Work instructions →
Could you set out the records below as a numbered list, leaving out any blank lines?

A data block →
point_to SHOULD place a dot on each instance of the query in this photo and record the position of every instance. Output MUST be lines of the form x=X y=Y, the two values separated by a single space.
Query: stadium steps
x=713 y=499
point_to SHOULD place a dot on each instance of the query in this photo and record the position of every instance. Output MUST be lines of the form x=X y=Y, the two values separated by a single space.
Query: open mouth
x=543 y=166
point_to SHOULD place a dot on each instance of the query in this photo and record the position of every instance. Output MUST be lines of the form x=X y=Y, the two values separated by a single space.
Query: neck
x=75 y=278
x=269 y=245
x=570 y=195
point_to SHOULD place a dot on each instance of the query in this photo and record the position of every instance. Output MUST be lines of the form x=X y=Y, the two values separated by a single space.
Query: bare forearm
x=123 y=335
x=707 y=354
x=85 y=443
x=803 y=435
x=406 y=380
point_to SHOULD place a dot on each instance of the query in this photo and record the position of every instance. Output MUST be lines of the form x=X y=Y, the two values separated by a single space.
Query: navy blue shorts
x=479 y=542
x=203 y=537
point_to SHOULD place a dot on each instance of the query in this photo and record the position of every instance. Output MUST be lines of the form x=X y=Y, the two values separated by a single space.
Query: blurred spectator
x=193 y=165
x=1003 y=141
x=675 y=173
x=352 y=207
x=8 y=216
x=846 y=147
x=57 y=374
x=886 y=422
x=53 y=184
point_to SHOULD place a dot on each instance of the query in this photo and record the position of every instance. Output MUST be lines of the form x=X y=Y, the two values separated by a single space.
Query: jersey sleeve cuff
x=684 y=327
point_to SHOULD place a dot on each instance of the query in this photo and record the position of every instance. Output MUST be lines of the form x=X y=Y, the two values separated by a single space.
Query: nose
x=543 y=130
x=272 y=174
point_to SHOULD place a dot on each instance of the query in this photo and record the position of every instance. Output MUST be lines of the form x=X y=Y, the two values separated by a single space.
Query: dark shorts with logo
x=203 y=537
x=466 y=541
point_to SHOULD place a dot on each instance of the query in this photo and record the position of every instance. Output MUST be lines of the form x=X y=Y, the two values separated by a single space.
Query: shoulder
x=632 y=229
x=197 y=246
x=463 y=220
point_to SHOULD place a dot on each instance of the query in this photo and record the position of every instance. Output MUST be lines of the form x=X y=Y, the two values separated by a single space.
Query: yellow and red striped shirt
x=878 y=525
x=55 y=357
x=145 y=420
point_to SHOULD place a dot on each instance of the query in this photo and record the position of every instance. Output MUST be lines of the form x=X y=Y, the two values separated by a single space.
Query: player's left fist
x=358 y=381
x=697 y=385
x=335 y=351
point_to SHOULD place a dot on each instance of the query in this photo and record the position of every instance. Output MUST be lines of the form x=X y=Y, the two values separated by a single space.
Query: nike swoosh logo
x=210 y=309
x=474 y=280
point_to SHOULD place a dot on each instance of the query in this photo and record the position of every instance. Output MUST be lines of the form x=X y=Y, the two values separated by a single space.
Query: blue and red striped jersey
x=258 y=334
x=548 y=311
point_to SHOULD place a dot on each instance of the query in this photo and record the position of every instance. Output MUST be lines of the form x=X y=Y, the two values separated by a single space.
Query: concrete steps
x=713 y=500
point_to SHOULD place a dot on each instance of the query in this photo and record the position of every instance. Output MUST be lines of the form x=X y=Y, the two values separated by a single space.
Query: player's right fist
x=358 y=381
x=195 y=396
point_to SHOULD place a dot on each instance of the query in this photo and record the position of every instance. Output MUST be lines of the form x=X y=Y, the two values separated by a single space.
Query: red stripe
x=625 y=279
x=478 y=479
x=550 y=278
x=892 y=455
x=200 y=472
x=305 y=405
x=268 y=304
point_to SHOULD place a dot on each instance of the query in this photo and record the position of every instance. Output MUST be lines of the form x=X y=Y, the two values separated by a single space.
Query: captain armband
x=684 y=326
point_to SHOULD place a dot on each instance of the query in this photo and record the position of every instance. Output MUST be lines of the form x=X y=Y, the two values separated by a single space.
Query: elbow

Completed task →
1. point_to SHOULD place a dot on each instance of the query in this photo and record the position of every instance. Output MUST be lines of the form x=X y=Y, the two values separated by a single space.
2. Query: stadium steps
3. x=713 y=499
4. point_to SHOULD place a dot on each instance of the query in this photo and record the position of every instance. Output MUST be lines of the form x=X y=Y, the two values separated by a single space.
5. Query: open mouth
6. x=543 y=166
7. point_to SHOULD place a dot on each instance of the query in this photo and record the position of every instance. Output MUST be lines of the form x=X y=Y, the two values separated by a single space.
8. Query: neck
9. x=75 y=278
10. x=269 y=245
11. x=570 y=195
12. point_to SHOULD place a dot on each instance of the query in this photo and record the position of every instance. Output MUST be lines of the form x=X y=Y, the two values separated by a single space.
13. Query: bare forearm
14. x=123 y=335
15. x=707 y=354
16. x=85 y=443
17. x=803 y=435
18. x=406 y=380
19. point_to SHOULD place a dot on each instance of the query in this photo and record the position of every instance. Output MUST be lines of the form x=X y=Y, the two values separated by a single space.
20. Query: navy blue shorts
21. x=479 y=542
22. x=203 y=537
23. point_to SHOULD place a dot on each instance of the query in this photo and record the position of every instance. Output MUST be lines of the form x=X y=Y, the two values separated by a single space.
24. Query: blurred spectator
25. x=193 y=165
26. x=1003 y=141
27. x=675 y=173
28. x=352 y=207
29. x=8 y=216
30. x=846 y=147
31. x=57 y=374
32. x=886 y=422
33. x=53 y=184
34. point_to SHOULD place a dot on each instance of the query in this photo and record the position of every instance. Output MUST be lines of the form x=X y=Y, the two values separated by a single space.
35. Query: jersey sleeve cuff
36. x=684 y=327
37. point_to SHOULD place a dot on each instance of the query in this photo and record the position of every instance. Output MUST be lines of the form x=X y=Y, the two values separated by a single space.
38. Query: nose
39. x=543 y=130
40. x=272 y=174
41. point_to SHOULD place a dot on each instance of the query in this photo and record the position of every instance. Output MUST be lines of the form x=X y=Y, the two values separated by a single space.
42. Query: dark shorts with logo
43. x=203 y=537
44. x=466 y=541
45. point_to SHOULD place a dot on each instance of the query in this photo and record the position of every instance. Output MUST be lines of the form x=X y=Y, the two values separated by a single space.
46. Query: shoulder
47. x=632 y=229
48. x=197 y=246
49. x=463 y=220
50. point_to SHOULD place a dot on each instance of the query in this photo and record the position of every instance. Output MUST be lines of the form x=X y=Y, the two values separated by a single space.
51. Query: yellow and red striped shirt
52. x=878 y=525
53. x=55 y=357
54. x=145 y=420
55. point_to SHOULD place a dot on each instance of the query in this photo and record the position of every instance. Output MUST be lines of the form x=X y=Y, the two values separated by a single space.
56. Query: player's left fist
57. x=358 y=381
58. x=697 y=385
59. x=335 y=351
60. point_to SHOULD place a dot on each instance of the query in this photo and record the position of every instance. Output MUST be lines of the form x=X y=Y, the two values separated by a single space.
61. Query: nike swoosh logo
62. x=210 y=309
63. x=474 y=280
64. point_to SHOULD place a dot on each instance of the query in this photo and record the position of every instance. Output MUST be lines of the form x=X y=Y, the two values separated by a single space.
65. Query: blue and red striped jersey
66. x=258 y=334
67. x=548 y=311
68. point_to SHOULD place a dot on each instance of the query in this photo and record the position of every instance. Output MUST be lines of the form x=X y=Y, the two values separated by a single space.
69. Query: concrete steps
70. x=713 y=500
71. point_to SHOULD place a dot on each instance of the query in this photo and record the position of every instance. Output MUST be lines of the form x=X y=Y, the two values separated by a single space.
72. Query: player's right fist
73. x=358 y=381
74. x=195 y=396
75. point_to SHOULD place a dot on each instance of the query in this photo and record the position of every instance. Output MUST be lines of the form x=X y=Y, the two values separated by a single space.
76. Query: red stripe
77. x=625 y=279
78. x=478 y=479
79. x=550 y=278
80. x=892 y=455
81. x=200 y=472
82. x=305 y=405
83. x=268 y=304
84. point_to SHOULD place a dot on each instance of the query in this photo and record the position of every instance. Output MUST be lines of the form x=X y=Y, the two values separated by a single space.
85. Query: captain armband
86. x=684 y=326
87. point_to SHOULD place a dot on each instance of the query in this photo and record the position of every instance. Output MUST be lines of the form x=X y=Y, the two values separated by a single space.
88. Query: elbow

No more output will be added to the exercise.